## [Complete the following]
A - In the RAG notebook, substitute "BASE_URL" for "OPENROUTER_BASE_URL" and give back the part that opens with the words containing "load_dotenv()" and closes with "loaded: No - check your .env file!".
B - Answer these questions from the RAG notebook:
(i) What URL is assigned to OPENROUTER_BASE_URL?
(ii) In what year was TechNova Solutions founded?
(iii) How many employees does TechNova Solutions have?

### Document passage

RAG starts with your knowledge base. Let's create a sample document about AI concepts.

In [1]:
import os
from dotenv import load_dotenv

load_dotenv()

OPENROUTER_API_KEY = os.getenv("OPENROUTER_API_KEY")
OPENROUTER_BASE_URL = "https://openrouter.ai/api/v1"

print("API Key loaded:", "Yes" if OPENROUTER_API_KEY else "No - check your .env file!")

API Key loaded: No - check your .env file!


In [2]:
# Create a knowledge base document
# This simulates INTERNAL company documentation that LLMs don't have access to

knowledge_base = """
# TechNova Solutions - Internal Documentation

## Company Overview
TechNova Solutions is a Bangalore-based enterprise software company founded in 2019.
The company specializes in cloud-native solutions and has 450 employees across 3 offices.
Current valuation: $120 million (Series C, 2024).

######
### Information supplied

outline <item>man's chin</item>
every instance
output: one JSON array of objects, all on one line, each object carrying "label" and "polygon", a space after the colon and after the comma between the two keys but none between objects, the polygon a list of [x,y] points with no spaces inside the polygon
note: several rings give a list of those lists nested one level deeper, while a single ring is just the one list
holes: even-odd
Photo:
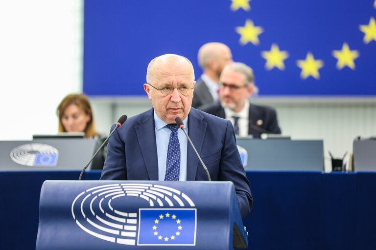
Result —
[{"label": "man's chin", "polygon": [[228,107],[230,109],[234,109],[236,107],[236,105],[233,103],[226,103],[225,102],[222,102],[221,103],[222,106],[223,107]]}]

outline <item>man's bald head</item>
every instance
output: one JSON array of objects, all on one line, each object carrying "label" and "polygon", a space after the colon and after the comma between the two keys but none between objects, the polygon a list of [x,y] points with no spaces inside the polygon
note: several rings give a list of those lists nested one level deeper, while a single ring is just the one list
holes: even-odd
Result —
[{"label": "man's bald head", "polygon": [[222,57],[226,57],[225,60],[231,60],[230,62],[232,62],[231,50],[227,45],[221,42],[208,42],[198,50],[198,64],[204,69],[210,66],[211,61],[217,62]]},{"label": "man's bald head", "polygon": [[204,73],[216,83],[225,66],[234,62],[230,48],[220,42],[204,44],[198,50],[197,57]]},{"label": "man's bald head", "polygon": [[151,83],[152,82],[153,75],[154,74],[154,68],[158,69],[160,66],[163,66],[167,63],[187,63],[187,67],[191,69],[192,82],[194,81],[194,70],[192,63],[186,57],[179,56],[174,54],[166,54],[159,57],[157,57],[150,61],[147,66],[146,72],[146,82]]}]

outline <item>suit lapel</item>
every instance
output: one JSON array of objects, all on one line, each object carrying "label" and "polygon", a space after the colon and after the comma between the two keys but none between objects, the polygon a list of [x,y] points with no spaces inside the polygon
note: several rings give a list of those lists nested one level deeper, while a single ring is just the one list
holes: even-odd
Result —
[{"label": "suit lapel", "polygon": [[[154,129],[154,109],[149,109],[138,121],[136,133],[143,162],[150,180],[158,180],[158,158]],[[135,146],[136,146],[135,145]]]},{"label": "suit lapel", "polygon": [[[188,116],[188,134],[199,154],[201,154],[207,124],[203,122],[204,117],[196,109],[191,108]],[[199,160],[189,142],[187,150],[187,180],[194,181],[197,171]]]}]

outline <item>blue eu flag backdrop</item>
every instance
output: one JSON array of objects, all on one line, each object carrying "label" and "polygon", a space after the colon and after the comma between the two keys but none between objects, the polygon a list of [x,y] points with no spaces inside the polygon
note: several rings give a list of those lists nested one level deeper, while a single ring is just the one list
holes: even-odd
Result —
[{"label": "blue eu flag backdrop", "polygon": [[196,209],[140,209],[138,245],[194,245]]},{"label": "blue eu flag backdrop", "polygon": [[260,96],[376,95],[376,0],[91,0],[84,91],[146,96],[148,62],[218,42],[250,66]]}]

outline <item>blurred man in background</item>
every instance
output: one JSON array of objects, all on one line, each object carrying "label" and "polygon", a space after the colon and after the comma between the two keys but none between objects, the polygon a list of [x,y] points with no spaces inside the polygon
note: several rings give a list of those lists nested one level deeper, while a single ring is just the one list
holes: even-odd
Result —
[{"label": "blurred man in background", "polygon": [[204,73],[195,87],[192,101],[194,108],[218,102],[219,76],[224,66],[233,62],[233,55],[226,45],[209,42],[200,48],[197,59]]},{"label": "blurred man in background", "polygon": [[200,109],[231,121],[235,134],[240,136],[260,138],[263,133],[281,134],[276,111],[249,102],[256,87],[254,81],[252,69],[245,64],[233,62],[226,66],[219,79],[220,103]]}]

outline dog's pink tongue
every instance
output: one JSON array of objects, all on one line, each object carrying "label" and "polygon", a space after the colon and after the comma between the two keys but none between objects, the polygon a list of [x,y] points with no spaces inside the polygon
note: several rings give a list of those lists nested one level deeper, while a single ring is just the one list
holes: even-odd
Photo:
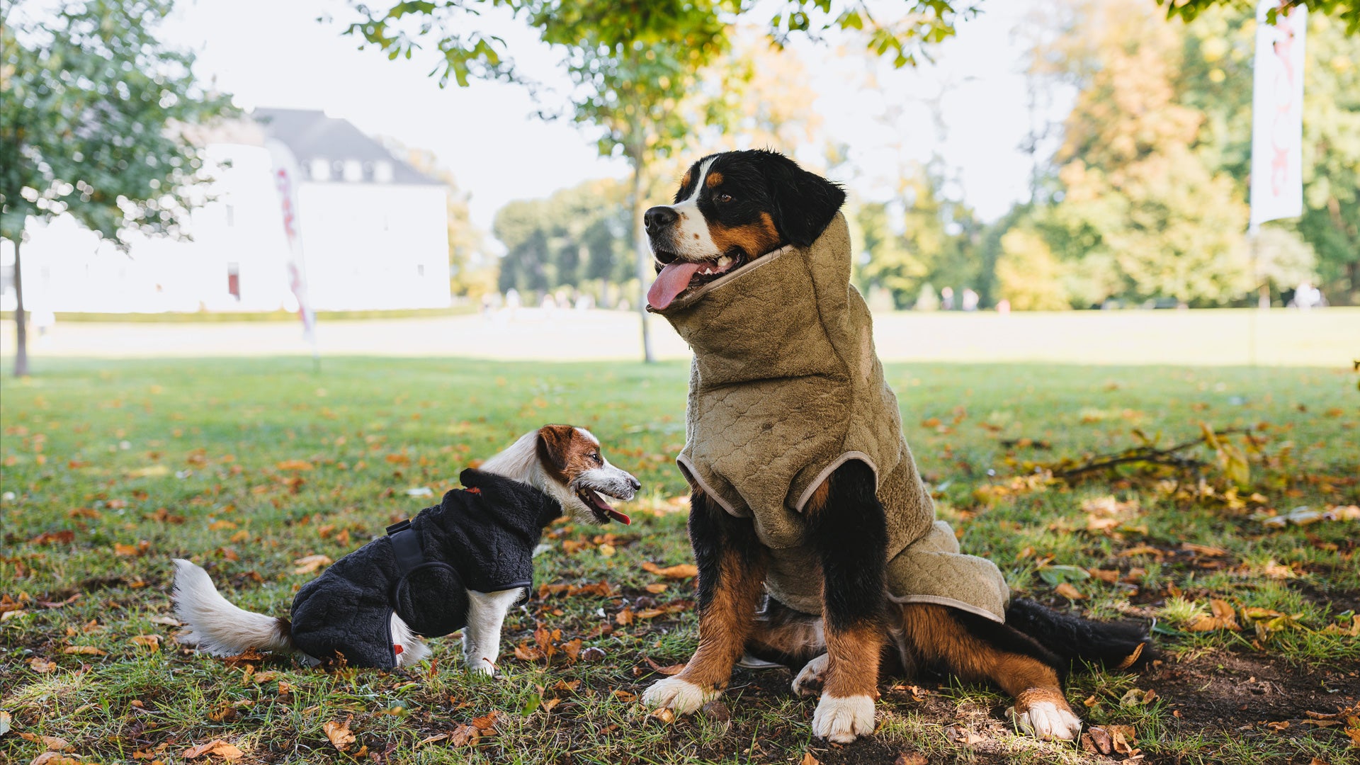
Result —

######

## [Your written answers]
A -
load_dotenv()

OPENROUTER_API_KEY = os.getenv("OPENROUTER_API_KEY")
BASE_URL = "https://openrouter.ai/api/v1"

print("API Key loaded:", "Yes" if OPENROUTER_API_KEY else "No - check your .env file!")

API Key loaded: No - check your .env file!

B -
(i) https://openrouter.ai/api/v1
(ii) 2019
(iii) 450